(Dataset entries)
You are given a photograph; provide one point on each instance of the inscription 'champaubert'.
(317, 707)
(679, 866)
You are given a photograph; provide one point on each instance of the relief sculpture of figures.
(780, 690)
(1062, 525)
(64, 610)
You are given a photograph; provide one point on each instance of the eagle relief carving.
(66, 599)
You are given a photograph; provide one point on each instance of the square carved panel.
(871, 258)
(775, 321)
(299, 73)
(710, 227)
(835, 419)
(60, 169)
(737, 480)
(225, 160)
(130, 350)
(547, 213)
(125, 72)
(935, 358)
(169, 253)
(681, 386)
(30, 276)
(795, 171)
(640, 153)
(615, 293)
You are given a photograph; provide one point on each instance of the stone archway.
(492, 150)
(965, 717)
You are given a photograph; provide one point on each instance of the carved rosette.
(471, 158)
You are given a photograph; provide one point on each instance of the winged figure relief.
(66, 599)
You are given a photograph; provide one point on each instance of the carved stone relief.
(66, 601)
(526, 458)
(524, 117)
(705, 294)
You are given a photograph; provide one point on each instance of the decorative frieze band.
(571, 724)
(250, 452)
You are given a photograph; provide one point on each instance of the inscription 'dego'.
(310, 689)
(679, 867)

TASK GOAL =>
Turn the stretch from the line containing "carved stone relief." through the end of the rows into a numbered list, leaving out any blank lines.

EXERCISE RESPONSE =>
1. You are given a photograph; provide one point on each instance of the carved stone relief.
2. (66, 601)
3. (526, 458)
4. (524, 117)
5. (705, 294)
6. You are given a photograph; provide one point on each instance of the decorative frieze band.
7. (571, 724)
8. (250, 452)
9. You are given a photograph; provide one point on each instance of the inscription 'dego'.
10. (310, 689)
11. (679, 867)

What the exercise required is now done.